- _Required work_: Summarize the OpenAI API testing notebook in two sentences.

- _Source passage_:
<<<<

## OPENAI API - Testing    
##  Kelly Anderson 05/26/2023

## In this test example, I am reading in two pdf files from car rentals that I have been sent from previous trips.  
## The files are extremely different in their layout and contents, but with the help of a PDF reader library, and OpenAI API, I am able to extract some common data elements, and am able to consolidate the data

## This is a small example, but using similar logic, we could easily extract data from large amounts of different and unstructured data.   Very exciting!!

###  The steps taken in this work is as follows:
### 1. Load pdf files from trip1 - Maui - then pass this into OpenAI, prompting for fields that we are looking for
### 2. Load pdf files from trip2 - MSP - then pass this into OpenAI, prompting for fields that we are looking for
### 3. Consolidate the data into a dataframe that could then be used for loading into a database or data warehouse.


In [7]:
#!pip install PyPDF2
import PyPDF2

import openai
import os

import pandas as pd

In [2]:
def extract_text_from_pdf(file_path):
    with open(file_path, 'rb') as file:
#        pdf_reader = PyPDF2.PdfFileReader(file)
        pdf_reader = PyPDF2.PdfReader(file)
#        num_pages = pdf_reader.numPages
        num_pages = len(pdf_reader.pages) 
        print(num_pages)
        extracted_text = ''

        for page_number in range(num_pages):
#            page = pdf_reader.getPage(page_number)
#reader.getPage(pageNumber) is deprecated and was removed in PyPDF2 3.0.0. Use reader.pages[page_number] instead.
            page = pdf_reader.pages[page_number]
            print(page.extract_text())
#            extracted_text += page.extractText()
#extractText is deprecated and was removed in PyPDF2 3.0.0. Use extract_text instead.
            extracted_text += page.extract_text()
            
        return extracted_text



In [3]:
# Provide the path to your PDF file
pdf_file_path = 'DEFAULTRESERVATIONFORM.PDF'
#pdf_file_path = '358_Osgood_Details.pdf'
extracted_text = extract_text_from_pdf(pdf_file_path)
print(extracted_text)

2
LESSOR:
RENTER:
ALLSAVE / FOX AIRPORT 
LOCATION MAUI
81 ALAE ST.
KAHULUI MAUI AIRPORT, HI 
96732
808-868-0071
ANDERSON, KELLY
 
ANDERSKD@HOTMAIL.COM
CONFIRM. NO.:
BOOKED DATE:
WFX060527E
12/11/2022
RENTAL
VEHICLE
Pick-up date
CFAR / COMPACT SUV
Unit type/description
04/06/2023 12:00 PM
Return date
Total Days
04/12/2023 11:00 AM
6
Agency code
Total 
0
Unit
Description
Total
390.00
6 Day(s) @65.00
0.00
0 Charged (s) @0.00
16.26
STATE TAX (4.17%)

>>>>

- _Raw data_:
<<<<

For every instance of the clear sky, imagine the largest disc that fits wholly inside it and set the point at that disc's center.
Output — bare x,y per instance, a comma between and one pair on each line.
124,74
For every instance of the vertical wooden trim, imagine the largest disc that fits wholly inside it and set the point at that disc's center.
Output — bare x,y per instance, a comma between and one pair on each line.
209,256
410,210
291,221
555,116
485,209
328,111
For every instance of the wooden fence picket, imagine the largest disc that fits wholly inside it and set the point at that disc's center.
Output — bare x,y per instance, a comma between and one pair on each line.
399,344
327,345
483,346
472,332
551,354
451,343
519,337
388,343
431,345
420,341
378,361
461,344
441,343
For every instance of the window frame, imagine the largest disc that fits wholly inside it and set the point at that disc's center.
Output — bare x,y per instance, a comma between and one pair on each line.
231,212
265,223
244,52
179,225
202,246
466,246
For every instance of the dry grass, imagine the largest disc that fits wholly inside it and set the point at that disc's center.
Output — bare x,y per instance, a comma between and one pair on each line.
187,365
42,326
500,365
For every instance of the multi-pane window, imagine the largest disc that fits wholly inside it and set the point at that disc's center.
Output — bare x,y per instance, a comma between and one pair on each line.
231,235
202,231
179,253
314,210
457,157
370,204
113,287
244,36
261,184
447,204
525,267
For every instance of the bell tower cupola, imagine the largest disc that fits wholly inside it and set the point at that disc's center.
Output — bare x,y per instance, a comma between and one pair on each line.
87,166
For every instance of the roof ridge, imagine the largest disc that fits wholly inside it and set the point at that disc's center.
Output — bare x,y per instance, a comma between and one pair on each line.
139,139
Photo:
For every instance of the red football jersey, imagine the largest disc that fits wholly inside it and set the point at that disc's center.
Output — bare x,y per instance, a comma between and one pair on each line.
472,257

>>>>

- _Result below_: The notebook reads two car rental PDF files from previous trips, which differ greatly in layout and contents, and uses a PDF reader library and the OpenAI API to extract common data elements and consolidate them. Its steps load the files from the Maui and MSP trips, prompt OpenAI for the wanted fields, and gather the results into a dataframe that could be loaded into a database or data warehouse.